Collected data entries:
+ + + + + + +

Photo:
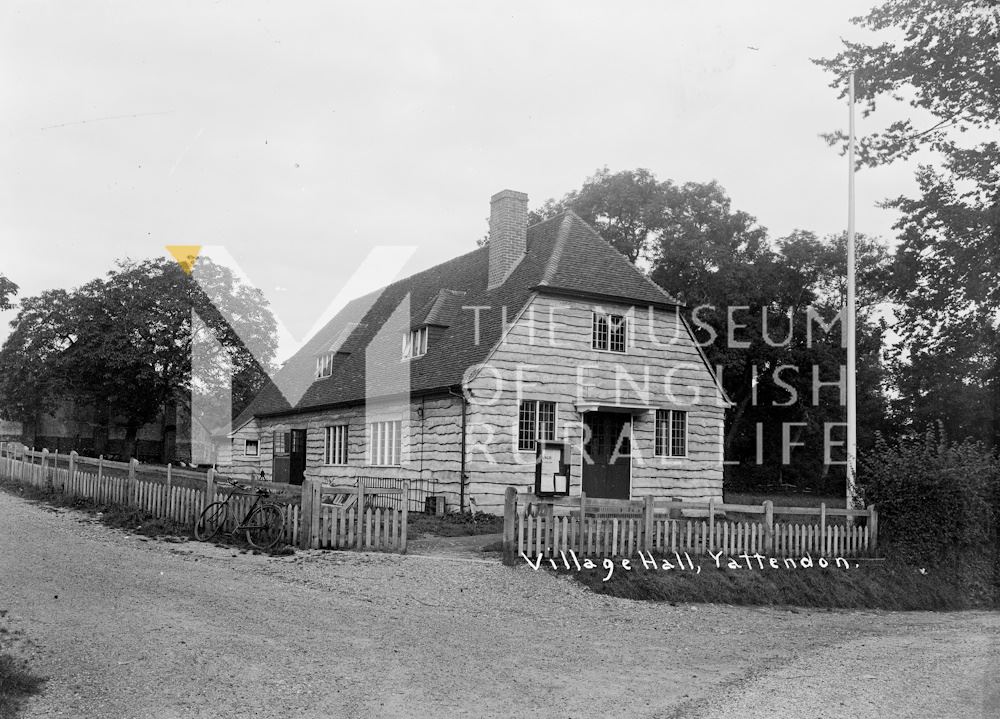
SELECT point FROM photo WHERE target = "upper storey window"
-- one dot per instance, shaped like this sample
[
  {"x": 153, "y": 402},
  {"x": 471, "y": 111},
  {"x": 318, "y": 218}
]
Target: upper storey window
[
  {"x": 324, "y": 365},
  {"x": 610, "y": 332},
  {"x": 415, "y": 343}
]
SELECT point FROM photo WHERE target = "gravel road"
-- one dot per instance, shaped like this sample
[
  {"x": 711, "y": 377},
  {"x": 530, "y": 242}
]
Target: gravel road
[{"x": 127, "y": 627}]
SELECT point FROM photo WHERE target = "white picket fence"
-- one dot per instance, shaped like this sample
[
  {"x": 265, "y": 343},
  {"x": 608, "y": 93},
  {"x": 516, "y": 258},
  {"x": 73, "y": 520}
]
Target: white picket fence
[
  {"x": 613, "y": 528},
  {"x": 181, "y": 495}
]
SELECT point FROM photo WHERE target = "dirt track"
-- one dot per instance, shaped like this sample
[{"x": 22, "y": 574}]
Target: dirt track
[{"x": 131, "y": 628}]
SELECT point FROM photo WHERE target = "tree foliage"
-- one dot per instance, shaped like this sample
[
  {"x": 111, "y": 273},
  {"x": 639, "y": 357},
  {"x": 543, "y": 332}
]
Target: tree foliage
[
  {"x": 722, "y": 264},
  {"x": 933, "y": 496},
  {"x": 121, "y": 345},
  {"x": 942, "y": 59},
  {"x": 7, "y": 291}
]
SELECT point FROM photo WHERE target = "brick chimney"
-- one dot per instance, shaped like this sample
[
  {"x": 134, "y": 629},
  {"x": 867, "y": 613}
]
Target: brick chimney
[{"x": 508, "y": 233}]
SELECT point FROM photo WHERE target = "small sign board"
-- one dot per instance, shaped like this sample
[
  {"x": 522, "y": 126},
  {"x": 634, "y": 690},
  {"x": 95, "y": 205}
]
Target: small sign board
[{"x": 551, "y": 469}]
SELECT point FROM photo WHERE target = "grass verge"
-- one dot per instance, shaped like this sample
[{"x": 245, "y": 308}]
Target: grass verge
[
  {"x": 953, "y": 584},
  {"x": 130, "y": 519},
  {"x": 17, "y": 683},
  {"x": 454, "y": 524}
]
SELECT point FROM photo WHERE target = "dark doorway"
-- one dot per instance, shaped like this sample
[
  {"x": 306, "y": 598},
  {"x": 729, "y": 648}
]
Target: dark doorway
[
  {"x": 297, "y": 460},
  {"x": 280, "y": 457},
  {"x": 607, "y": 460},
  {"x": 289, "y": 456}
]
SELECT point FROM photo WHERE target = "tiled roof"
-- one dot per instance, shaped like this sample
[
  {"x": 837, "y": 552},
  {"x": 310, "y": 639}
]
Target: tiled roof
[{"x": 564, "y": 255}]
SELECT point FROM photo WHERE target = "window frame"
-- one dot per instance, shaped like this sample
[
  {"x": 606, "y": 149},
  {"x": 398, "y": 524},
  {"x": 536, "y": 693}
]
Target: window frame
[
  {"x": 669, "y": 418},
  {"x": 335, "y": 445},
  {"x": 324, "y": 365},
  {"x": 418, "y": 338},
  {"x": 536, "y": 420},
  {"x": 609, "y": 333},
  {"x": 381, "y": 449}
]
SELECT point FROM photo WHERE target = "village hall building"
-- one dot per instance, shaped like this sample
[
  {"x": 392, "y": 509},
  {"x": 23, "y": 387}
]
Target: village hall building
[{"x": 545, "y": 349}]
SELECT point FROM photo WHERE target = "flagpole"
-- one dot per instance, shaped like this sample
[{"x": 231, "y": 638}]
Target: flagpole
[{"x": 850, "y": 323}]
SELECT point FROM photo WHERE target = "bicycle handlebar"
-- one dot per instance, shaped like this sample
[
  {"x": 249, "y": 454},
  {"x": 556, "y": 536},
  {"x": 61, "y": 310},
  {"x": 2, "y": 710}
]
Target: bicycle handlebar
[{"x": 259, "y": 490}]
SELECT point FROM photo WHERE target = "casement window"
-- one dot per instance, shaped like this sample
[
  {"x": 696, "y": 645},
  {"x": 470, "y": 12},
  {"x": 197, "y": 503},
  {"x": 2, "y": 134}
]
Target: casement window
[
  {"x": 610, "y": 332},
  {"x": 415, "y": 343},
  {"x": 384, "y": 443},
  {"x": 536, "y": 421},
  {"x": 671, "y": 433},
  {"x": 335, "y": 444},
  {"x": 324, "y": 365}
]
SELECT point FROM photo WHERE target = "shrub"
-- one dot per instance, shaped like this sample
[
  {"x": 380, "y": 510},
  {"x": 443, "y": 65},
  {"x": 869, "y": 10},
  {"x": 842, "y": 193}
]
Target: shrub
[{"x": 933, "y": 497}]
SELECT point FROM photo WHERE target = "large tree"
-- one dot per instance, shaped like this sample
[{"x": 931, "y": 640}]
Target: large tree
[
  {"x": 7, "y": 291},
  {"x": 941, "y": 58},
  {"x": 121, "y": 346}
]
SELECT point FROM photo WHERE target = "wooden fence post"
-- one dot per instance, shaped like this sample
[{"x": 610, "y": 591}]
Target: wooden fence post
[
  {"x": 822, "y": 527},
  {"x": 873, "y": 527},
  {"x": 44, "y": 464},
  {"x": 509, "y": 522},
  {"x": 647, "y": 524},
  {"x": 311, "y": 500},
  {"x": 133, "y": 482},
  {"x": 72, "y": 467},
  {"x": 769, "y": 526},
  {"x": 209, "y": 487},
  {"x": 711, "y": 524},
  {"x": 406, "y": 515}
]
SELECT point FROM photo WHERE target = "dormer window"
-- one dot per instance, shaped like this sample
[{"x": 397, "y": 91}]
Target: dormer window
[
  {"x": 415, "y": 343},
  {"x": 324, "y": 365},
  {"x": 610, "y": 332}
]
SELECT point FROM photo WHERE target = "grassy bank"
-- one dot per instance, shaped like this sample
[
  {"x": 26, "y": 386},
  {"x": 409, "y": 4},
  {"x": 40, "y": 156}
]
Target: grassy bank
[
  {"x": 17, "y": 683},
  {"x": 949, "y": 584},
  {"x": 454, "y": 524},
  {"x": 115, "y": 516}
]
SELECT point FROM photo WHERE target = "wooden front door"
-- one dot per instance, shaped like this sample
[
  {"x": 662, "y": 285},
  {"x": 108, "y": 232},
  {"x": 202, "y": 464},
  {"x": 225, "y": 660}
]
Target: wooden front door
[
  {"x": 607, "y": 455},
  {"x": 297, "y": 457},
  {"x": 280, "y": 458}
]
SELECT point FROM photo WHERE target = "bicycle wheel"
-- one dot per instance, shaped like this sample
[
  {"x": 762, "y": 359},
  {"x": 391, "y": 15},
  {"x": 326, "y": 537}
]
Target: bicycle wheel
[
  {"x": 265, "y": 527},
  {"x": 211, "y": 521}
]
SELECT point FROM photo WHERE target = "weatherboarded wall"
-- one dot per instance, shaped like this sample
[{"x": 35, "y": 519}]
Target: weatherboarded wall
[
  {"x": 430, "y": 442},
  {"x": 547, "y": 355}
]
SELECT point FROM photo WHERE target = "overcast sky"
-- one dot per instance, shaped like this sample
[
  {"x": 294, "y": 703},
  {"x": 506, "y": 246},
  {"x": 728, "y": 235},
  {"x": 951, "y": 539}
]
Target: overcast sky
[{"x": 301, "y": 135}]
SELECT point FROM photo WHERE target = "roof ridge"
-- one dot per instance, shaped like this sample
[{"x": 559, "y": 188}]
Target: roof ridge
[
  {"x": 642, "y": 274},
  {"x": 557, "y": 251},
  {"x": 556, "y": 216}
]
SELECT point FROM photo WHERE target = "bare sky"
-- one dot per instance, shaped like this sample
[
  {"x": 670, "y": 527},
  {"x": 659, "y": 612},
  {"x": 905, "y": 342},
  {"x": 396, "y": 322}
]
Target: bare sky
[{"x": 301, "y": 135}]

+ + + + + + +

**Requirement**
Return each line above that contains the word "wall".

**Response for this exercise**
SELECT point FROM photo WHERE target = "weatherboarded wall"
Target: weatherboarded wall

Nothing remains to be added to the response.